Start of DATA FOR THIS EXERCISE

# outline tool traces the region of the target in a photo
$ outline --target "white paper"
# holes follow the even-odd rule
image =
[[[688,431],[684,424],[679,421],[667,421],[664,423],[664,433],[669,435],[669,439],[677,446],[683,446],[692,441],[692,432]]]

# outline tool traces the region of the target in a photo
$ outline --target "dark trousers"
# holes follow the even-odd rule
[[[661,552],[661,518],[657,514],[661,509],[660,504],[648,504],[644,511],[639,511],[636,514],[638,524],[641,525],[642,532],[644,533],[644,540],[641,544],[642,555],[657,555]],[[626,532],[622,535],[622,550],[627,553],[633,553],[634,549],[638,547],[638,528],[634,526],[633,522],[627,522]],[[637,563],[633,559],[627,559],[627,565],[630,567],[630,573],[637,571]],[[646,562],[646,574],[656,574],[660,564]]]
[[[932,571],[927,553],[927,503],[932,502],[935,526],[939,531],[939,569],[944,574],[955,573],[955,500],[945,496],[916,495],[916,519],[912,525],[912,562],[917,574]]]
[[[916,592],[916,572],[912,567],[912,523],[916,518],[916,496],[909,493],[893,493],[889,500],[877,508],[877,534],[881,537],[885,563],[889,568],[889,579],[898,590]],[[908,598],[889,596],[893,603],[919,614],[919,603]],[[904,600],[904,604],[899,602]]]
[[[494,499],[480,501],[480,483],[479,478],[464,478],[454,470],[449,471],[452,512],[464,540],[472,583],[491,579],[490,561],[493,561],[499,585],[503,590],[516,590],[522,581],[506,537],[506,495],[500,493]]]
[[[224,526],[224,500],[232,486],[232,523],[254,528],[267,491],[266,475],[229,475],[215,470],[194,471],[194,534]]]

End of DATA FOR THIS EXERCISE

EXERCISE: Update the lines above by replacing every occurrence of "even-odd rule" with "nonzero winding rule". Keep everything else the same.

COMPLETE OUTPUT:
# outline tool traces the region of the target in a photo
$ outline --target "white paper"
# holes follow the nonzero winding rule
image =
[[[688,431],[684,424],[679,421],[667,421],[664,423],[664,433],[669,435],[669,439],[677,446],[683,446],[692,441],[692,432]]]

# outline tool traces the region of the target in a photo
$ outline --target "dark trousers"
# holes follow the nonzero winding rule
[[[661,552],[661,518],[657,514],[661,509],[660,504],[648,504],[644,511],[639,511],[636,514],[638,524],[641,525],[642,532],[644,533],[644,540],[641,544],[642,555],[657,555]],[[626,532],[622,535],[622,550],[627,553],[633,553],[634,549],[638,547],[638,528],[634,526],[633,522],[627,522]],[[637,563],[633,559],[627,559],[627,565],[630,567],[630,573],[637,571]],[[646,562],[646,574],[656,574],[660,564]]]
[[[932,571],[927,553],[927,503],[932,502],[935,526],[939,531],[939,569],[944,574],[955,573],[955,500],[945,496],[916,495],[916,519],[912,525],[912,562],[917,574]]]
[[[916,592],[916,572],[912,567],[912,523],[916,518],[916,496],[909,493],[893,493],[889,500],[877,508],[877,534],[881,537],[885,563],[889,568],[889,579],[898,590]],[[908,598],[889,596],[893,603],[919,614],[919,603]],[[904,600],[904,604],[899,602]]]
[[[494,499],[480,501],[480,483],[479,478],[464,478],[454,470],[449,471],[452,512],[464,540],[472,583],[491,579],[490,561],[493,561],[499,585],[503,590],[516,590],[522,581],[506,537],[506,495],[500,493]]]
[[[224,526],[224,500],[232,486],[232,523],[254,528],[267,491],[266,475],[229,475],[215,470],[194,471],[194,534]]]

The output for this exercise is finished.